- [OBJECTIVE] Every line from the line containing "Identify the smiling woman" through the final line of the data is to be printed exactly; no other line is to appear.

[Point placement records]
══════

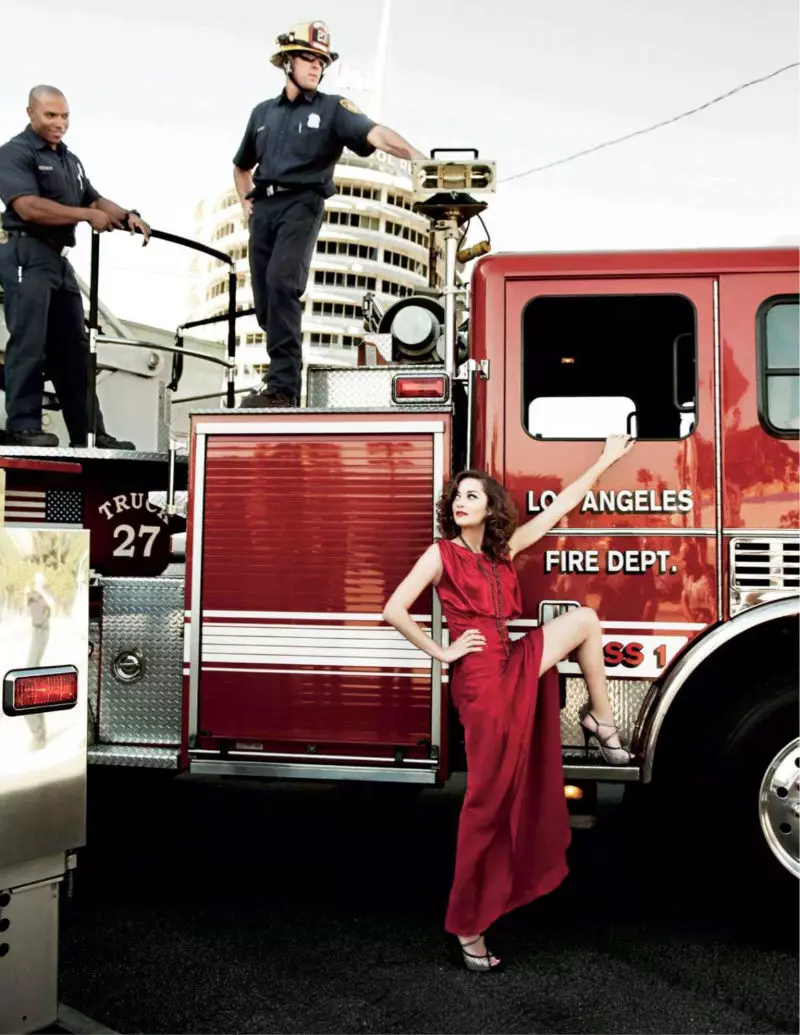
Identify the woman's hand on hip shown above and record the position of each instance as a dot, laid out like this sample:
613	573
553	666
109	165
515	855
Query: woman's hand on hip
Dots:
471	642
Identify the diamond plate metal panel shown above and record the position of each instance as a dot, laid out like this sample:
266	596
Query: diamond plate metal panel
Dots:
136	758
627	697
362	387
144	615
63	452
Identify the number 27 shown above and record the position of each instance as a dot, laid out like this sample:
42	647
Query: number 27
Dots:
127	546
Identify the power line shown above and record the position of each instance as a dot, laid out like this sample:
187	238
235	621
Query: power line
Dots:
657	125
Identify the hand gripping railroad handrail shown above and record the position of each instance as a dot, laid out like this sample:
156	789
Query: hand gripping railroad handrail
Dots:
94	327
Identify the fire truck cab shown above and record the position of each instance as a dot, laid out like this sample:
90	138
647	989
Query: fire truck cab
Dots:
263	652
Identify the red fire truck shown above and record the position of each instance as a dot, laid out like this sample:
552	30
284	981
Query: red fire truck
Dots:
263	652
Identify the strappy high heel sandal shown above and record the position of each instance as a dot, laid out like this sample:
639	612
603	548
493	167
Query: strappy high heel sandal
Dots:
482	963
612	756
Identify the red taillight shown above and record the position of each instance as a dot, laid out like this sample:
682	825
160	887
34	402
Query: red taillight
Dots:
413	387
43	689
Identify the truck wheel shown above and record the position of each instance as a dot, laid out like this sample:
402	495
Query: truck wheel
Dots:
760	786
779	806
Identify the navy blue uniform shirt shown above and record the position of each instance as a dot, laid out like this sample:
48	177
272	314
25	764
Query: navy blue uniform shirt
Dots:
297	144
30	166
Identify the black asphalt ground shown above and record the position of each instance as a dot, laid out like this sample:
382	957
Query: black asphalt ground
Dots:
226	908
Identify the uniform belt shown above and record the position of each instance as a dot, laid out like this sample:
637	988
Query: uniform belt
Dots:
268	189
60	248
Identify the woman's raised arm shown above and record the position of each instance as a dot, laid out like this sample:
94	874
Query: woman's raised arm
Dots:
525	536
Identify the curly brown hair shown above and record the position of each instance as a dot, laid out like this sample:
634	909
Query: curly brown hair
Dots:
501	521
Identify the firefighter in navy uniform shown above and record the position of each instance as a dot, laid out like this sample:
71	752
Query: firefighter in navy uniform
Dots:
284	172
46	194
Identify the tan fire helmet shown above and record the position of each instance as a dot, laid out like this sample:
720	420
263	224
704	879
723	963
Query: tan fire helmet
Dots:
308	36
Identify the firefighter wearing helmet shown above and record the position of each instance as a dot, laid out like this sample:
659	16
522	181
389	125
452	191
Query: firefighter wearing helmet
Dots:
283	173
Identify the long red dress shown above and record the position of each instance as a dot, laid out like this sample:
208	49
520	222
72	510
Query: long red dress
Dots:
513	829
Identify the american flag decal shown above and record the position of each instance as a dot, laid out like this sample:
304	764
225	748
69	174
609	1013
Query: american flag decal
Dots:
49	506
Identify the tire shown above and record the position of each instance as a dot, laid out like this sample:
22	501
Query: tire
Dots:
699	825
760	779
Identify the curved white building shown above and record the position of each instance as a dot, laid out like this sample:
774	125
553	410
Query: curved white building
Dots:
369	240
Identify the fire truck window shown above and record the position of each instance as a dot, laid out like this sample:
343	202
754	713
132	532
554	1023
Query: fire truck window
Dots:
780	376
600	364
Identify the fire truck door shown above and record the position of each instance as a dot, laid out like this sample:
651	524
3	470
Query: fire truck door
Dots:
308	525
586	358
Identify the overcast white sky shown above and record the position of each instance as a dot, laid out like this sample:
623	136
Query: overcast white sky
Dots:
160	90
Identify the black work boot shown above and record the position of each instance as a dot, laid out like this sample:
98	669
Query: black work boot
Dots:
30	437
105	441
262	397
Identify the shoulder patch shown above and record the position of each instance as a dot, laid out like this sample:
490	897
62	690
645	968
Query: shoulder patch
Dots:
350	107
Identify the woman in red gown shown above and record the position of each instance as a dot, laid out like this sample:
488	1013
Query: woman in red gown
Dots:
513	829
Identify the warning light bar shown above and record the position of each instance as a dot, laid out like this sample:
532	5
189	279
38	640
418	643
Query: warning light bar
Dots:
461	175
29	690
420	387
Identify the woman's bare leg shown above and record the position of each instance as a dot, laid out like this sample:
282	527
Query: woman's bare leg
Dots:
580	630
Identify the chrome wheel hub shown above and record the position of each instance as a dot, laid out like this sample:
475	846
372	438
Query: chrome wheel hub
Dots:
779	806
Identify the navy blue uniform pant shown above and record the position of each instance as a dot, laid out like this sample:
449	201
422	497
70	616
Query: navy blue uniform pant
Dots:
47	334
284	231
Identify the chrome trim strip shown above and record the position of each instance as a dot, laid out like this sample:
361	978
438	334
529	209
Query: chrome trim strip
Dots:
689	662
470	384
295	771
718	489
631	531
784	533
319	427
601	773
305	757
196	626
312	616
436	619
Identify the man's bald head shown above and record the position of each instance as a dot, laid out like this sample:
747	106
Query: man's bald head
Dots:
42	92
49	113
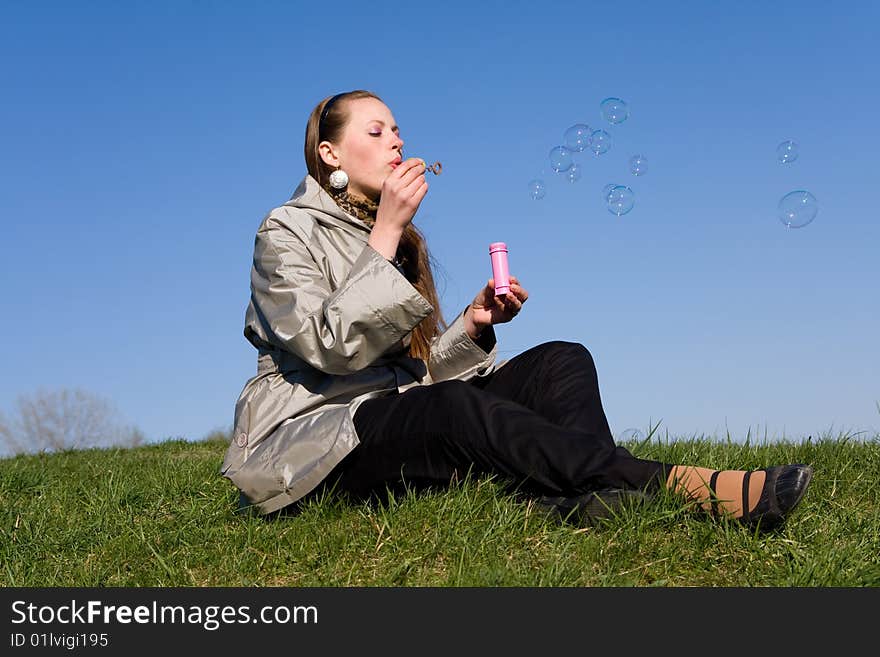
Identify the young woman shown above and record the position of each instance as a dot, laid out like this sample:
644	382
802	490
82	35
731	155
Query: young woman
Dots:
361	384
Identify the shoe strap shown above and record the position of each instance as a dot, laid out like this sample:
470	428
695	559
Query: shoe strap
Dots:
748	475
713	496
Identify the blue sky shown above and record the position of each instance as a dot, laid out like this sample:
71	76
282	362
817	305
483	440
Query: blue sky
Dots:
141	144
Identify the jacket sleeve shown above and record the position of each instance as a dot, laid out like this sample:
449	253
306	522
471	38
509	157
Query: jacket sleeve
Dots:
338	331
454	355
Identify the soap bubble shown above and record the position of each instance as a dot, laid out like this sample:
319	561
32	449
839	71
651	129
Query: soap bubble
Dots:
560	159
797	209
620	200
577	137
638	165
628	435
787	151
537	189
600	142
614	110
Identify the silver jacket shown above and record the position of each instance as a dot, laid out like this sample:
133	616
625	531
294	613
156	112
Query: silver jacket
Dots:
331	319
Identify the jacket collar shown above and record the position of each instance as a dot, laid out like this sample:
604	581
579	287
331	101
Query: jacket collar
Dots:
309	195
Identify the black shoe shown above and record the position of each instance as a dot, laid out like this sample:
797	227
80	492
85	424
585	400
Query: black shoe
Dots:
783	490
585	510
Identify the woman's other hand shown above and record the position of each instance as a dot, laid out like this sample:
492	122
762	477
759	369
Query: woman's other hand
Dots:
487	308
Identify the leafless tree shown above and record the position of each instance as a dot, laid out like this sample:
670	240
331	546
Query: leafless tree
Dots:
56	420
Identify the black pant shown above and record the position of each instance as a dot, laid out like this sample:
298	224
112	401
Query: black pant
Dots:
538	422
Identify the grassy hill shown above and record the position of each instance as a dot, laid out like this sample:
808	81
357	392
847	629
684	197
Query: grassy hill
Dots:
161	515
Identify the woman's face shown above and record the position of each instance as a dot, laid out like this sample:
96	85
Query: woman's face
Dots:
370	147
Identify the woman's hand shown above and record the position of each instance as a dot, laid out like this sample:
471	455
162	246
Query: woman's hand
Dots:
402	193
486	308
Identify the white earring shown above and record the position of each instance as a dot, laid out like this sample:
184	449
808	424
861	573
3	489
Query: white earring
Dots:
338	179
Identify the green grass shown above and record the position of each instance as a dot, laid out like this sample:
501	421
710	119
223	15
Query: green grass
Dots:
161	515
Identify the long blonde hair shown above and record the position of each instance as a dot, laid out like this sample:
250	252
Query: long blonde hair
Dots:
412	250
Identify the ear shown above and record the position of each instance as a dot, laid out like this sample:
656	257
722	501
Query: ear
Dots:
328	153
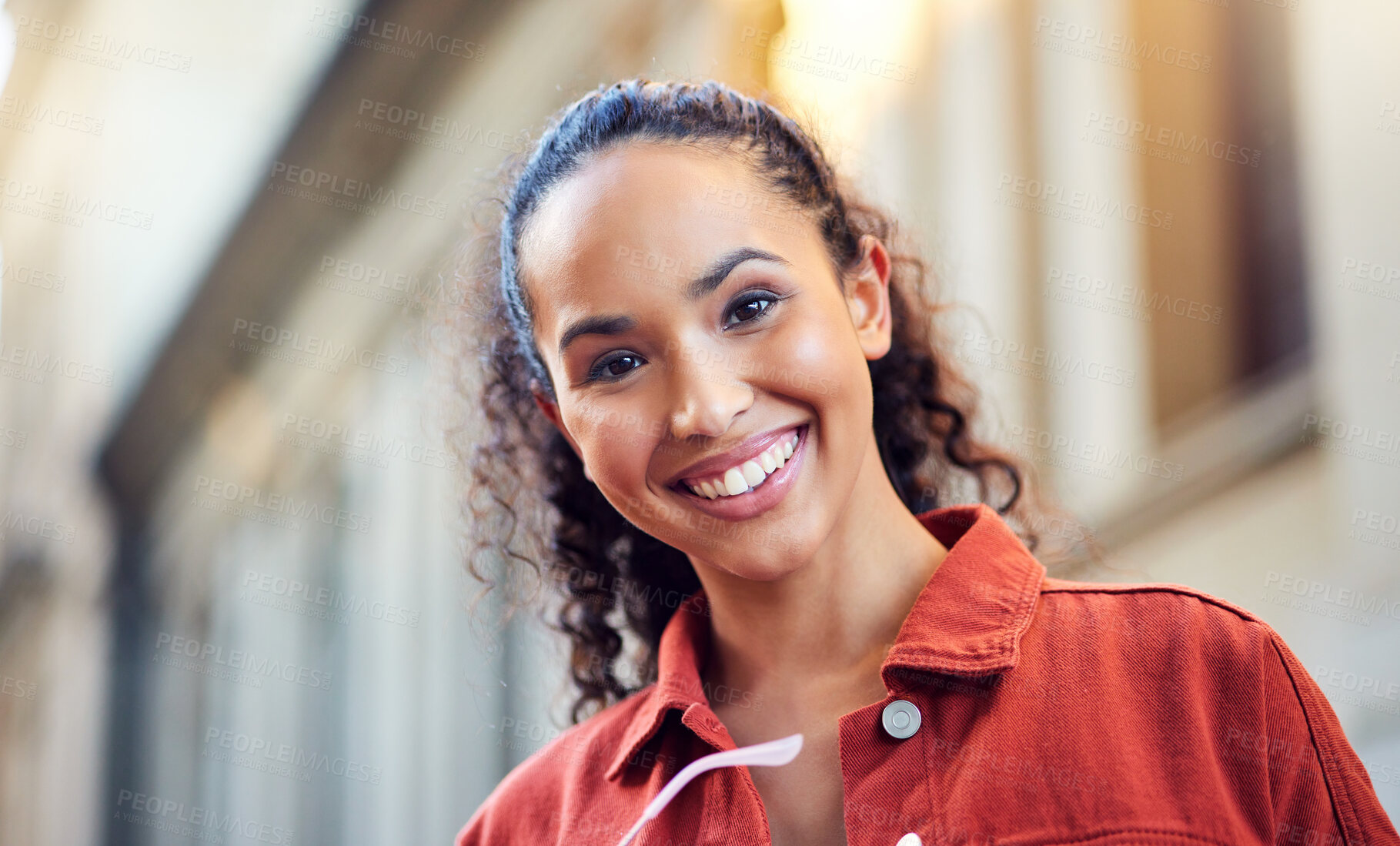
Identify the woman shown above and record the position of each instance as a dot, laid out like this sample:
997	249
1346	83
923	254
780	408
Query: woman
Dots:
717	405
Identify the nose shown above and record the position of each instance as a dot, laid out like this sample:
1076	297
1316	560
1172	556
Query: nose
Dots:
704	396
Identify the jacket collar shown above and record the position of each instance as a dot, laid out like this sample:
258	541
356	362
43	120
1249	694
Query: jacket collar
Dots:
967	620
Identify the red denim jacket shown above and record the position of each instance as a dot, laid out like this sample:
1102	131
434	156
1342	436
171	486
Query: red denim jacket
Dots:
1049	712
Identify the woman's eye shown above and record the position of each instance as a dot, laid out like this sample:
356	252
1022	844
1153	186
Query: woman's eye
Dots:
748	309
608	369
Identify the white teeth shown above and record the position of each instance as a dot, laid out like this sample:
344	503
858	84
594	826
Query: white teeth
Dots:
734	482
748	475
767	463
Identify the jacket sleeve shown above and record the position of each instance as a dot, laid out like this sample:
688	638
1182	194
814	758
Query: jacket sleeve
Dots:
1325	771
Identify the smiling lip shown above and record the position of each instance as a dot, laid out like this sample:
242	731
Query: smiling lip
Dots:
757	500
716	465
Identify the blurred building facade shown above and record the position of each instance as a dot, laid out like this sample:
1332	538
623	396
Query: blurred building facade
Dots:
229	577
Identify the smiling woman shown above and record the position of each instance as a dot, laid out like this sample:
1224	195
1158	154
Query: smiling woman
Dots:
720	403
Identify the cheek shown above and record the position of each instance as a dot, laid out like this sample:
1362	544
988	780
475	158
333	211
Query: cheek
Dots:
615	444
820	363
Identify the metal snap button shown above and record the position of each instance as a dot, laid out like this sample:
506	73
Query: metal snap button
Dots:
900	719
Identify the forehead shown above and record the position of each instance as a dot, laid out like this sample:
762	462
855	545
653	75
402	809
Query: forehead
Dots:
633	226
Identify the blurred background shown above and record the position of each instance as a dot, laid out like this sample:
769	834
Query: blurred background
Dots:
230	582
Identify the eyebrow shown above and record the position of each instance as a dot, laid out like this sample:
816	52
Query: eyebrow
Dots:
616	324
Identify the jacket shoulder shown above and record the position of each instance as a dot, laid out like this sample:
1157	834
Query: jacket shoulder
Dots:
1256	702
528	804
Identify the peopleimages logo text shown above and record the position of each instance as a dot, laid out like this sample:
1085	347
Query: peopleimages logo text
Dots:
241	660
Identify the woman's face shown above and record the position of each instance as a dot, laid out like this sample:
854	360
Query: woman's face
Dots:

══════

- [REPLY]
Identify the smiling woman shown above and record the position of each instance as a dot, laid out like this sample:
1224	195
1158	154
Query: smiling woman
Dots:
720	403
Identify the cheek shown above and record the position of each instance as a dot, laid out like this sample:
1362	544
988	780
475	158
333	211
Query: cheek
Dots:
615	444
820	363
Identify the metal snap button shown above and record the position of each instance as a dot, laid out like this sample:
506	73
Query: metal snap button
Dots:
900	719
Identify the forehead shown above and record the position of each instance as a dot, laid out like this sample:
762	462
855	545
653	75
402	809
Query: forehead
Dots:
633	226
Identify the blurred background shown above and record the position of each instance as a dot, laid out like this sample:
769	834
Query: blurred background
Dots:
230	582
Identify the eyebrow shown above and record the position of each instance as a dot, laid out like this sample:
816	52
Query: eyebrow
Dots:
616	324
Identify the jacket shoulder shown above and record the position of each instance as a dot, laid out like this sample:
1157	834
Query: jacket shoulder
Dots:
1256	702
528	804
Identify the peopleimages logo text shown above and record the position of each instance as a dot, laid out like this sample:
1085	347
Query: peopleimages logo text
Dots:
241	660
Identify the woman's face shown above and record the position of each instance as a dot, laid out like this sample:
854	360
Query: woman's face
Dots:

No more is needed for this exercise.